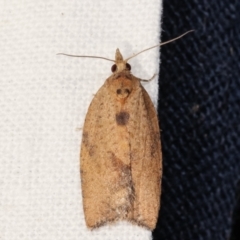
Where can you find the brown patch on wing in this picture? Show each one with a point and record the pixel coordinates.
(122, 118)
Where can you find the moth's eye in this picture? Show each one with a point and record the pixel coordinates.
(128, 66)
(114, 68)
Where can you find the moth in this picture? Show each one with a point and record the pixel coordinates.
(121, 158)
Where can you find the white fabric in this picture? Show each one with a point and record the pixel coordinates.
(44, 98)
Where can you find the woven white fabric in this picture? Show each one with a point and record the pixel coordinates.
(44, 98)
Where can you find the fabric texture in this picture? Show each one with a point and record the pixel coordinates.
(44, 98)
(200, 121)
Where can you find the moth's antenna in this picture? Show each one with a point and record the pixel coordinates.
(160, 44)
(111, 60)
(69, 55)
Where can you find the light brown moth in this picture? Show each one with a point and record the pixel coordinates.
(121, 159)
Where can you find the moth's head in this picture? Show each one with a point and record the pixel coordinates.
(120, 64)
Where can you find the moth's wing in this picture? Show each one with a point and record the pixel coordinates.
(146, 159)
(105, 176)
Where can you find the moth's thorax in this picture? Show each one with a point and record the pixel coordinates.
(122, 84)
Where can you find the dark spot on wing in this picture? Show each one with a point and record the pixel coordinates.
(122, 118)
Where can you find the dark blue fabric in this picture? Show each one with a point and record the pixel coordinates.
(199, 112)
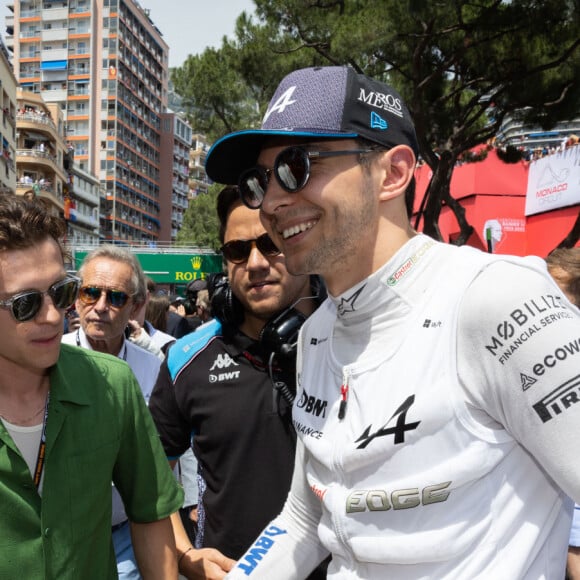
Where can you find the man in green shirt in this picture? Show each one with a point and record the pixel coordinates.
(71, 422)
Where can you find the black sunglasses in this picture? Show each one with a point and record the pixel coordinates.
(291, 169)
(238, 251)
(91, 295)
(26, 305)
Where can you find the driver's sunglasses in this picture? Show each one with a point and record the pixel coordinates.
(238, 251)
(291, 169)
(91, 294)
(25, 306)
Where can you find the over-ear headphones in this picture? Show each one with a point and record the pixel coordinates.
(280, 334)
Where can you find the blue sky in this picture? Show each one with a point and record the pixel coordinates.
(189, 26)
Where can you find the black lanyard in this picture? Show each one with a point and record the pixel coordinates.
(42, 447)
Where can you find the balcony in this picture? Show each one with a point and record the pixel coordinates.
(54, 96)
(51, 34)
(54, 54)
(52, 14)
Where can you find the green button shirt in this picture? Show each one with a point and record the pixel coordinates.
(98, 431)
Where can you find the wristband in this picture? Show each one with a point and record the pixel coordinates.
(183, 554)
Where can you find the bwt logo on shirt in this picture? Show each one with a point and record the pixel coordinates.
(223, 361)
(261, 547)
(312, 405)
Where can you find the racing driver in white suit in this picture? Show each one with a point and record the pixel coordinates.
(438, 404)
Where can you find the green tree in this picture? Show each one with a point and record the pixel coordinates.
(462, 67)
(200, 222)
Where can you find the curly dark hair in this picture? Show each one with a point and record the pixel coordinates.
(564, 266)
(24, 223)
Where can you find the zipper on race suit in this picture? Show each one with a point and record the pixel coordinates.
(343, 395)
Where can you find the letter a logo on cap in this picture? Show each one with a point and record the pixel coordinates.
(377, 122)
(281, 103)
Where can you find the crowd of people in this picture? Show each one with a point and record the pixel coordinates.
(349, 399)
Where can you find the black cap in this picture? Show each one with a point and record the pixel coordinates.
(322, 102)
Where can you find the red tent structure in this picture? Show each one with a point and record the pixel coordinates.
(493, 194)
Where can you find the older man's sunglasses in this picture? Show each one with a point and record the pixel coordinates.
(26, 305)
(291, 169)
(91, 295)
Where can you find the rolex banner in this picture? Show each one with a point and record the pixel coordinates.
(554, 181)
(173, 267)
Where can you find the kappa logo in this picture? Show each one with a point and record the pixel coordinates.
(527, 381)
(223, 361)
(347, 304)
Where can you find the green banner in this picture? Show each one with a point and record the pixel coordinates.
(167, 268)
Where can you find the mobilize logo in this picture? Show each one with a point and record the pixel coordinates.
(312, 405)
(260, 548)
(559, 400)
(223, 361)
(523, 322)
(397, 430)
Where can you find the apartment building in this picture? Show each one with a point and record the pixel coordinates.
(176, 138)
(198, 179)
(8, 126)
(41, 151)
(105, 64)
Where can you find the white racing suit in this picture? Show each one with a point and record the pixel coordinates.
(457, 446)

= = = = =

[Instructions for the task]
Reproduce every line of the data above, exactly as it stands, but not the pictures.

[Solution for this exercise]
Where can you find the brown patch on wing in this picture? Show each one with a point and record the pixel coordinates.
(122, 118)
Where can you find the moth's eye in this picture? Show each one with a point and record the pixel coordinates.
(128, 66)
(114, 68)
Where can you find the moth in this picture? Show each one with a point and record the pixel coordinates.
(121, 158)
Where can you find the white fabric in this picture? Show each one with a point and record the pixel coordinates.
(44, 98)
Where can you find the woven white fabric in this picture? Show each one with a point and record the pixel coordinates.
(44, 98)
Where can you find the fabric texture in this picture? Show each one with a point and record the pixel coordinates.
(44, 98)
(200, 121)
Where can you find the moth's antenna in this picture? Show each one with a point and record the pixel coordinates.
(160, 44)
(111, 60)
(69, 55)
Where can you find the light brown moth in this picture? Show each one with a point and record the pixel coordinates.
(121, 159)
Where can you find the moth's head in this picture? Show each one with a point and record the pixel coordinates.
(120, 64)
Where can you find the moth's wing in this picture? Show each one with a point and record the pixel coordinates.
(146, 159)
(105, 176)
Where can you find the moth's thorax in this picture? Show each one with a point and record the pixel coordinates.
(122, 84)
Where can you find the dark spot on wing in this picture? Show each one with a point and record the pixel coordinates.
(122, 118)
Where can you find the dark blue fabric in this picture? Show each one with a point and record the pixel coordinates.
(199, 112)
Where can you find the man in green shirt in this picture? Show each one with a point and record the pixel coordinates.
(71, 422)
Where can you find the black sunglasses in this picture? Show each one with a point and record the pixel coordinates.
(291, 169)
(238, 251)
(91, 295)
(26, 305)
Where can you find the driver's sunglasses in this picture? Show each one with a point and record the pixel coordinates.
(238, 251)
(291, 169)
(91, 294)
(25, 306)
Where can you find the over-ear headphones in this picture? Show each one with a point and record the pixel coordinates.
(280, 334)
Where can you find the blue sky in this picture? Show each one with a point and record the pixel coordinates.
(189, 26)
Where can you find the black lanyard in this picture? Show each one with a point and record the pixel coordinates.
(42, 447)
Where can you find the balcony in this picture? Show each one with a point and record the pixel coordinates.
(54, 96)
(51, 34)
(54, 54)
(52, 14)
Where can you find the green button shirt in this picture? Show each one with a point and record the pixel coordinates.
(98, 431)
Where can you find the wristband in this picture? Show each one with a point and record the pixel coordinates.
(183, 554)
Where can you find the bwt logo on shirt in this picture? Show each one with a point and record the pixel coordinates.
(223, 361)
(261, 547)
(312, 405)
Where can you find the racing driver in white suit in this picture? Show each one with a point and record the pixel coordinates.
(438, 404)
Where can you find the green tree in this picture? Show each one with a point and record the pixel coordinates.
(462, 67)
(200, 222)
Where can you find the curly dark hair in this picture? Show each one with a point and record the pixel coordinates.
(564, 266)
(24, 223)
Where can you find the zipper on race suit in this picture? Show each one with a point and record the pixel coordinates.
(343, 395)
Where can you find the letter a logo on cap in this picture? Show each one with a point and record the pixel coordinates.
(377, 122)
(281, 103)
Where can you find the crowd of people in this picture? Show each one with a point and record the pixel coordinates.
(349, 399)
Where can you find the black cap in this picture? Show each one with a point and record the pixel coordinates.
(322, 102)
Where can you find the red tent structure in this picture? Show each one with a point and record the pixel coordinates.
(493, 194)
Where can you find the older man's sunglasses in this picture? Show each one with a point and record the pixel coordinates.
(26, 305)
(291, 169)
(91, 295)
Where can you find the rolex banner in this picture? Show each one with a point and record the pixel coordinates.
(554, 181)
(173, 267)
Where can you find the kappa logo in this picture? Show each one with a point and record the pixel coordinates.
(527, 381)
(223, 361)
(347, 304)
Where can you find the green banner in this picture? Show each one with a point and record the pixel coordinates.
(167, 268)
Where can you find the mobilize logo in this picture? Show each one with a point and record the pixel coordinates.
(312, 405)
(260, 548)
(559, 400)
(223, 361)
(523, 322)
(397, 430)
Where can you find the apartment building in this picture? Show each one with a point and record the pixel coordinates.
(176, 138)
(198, 179)
(8, 126)
(41, 151)
(105, 64)
Where can you find the white racing suit in this picture? Show each one with a point and record the pixel coordinates.
(457, 446)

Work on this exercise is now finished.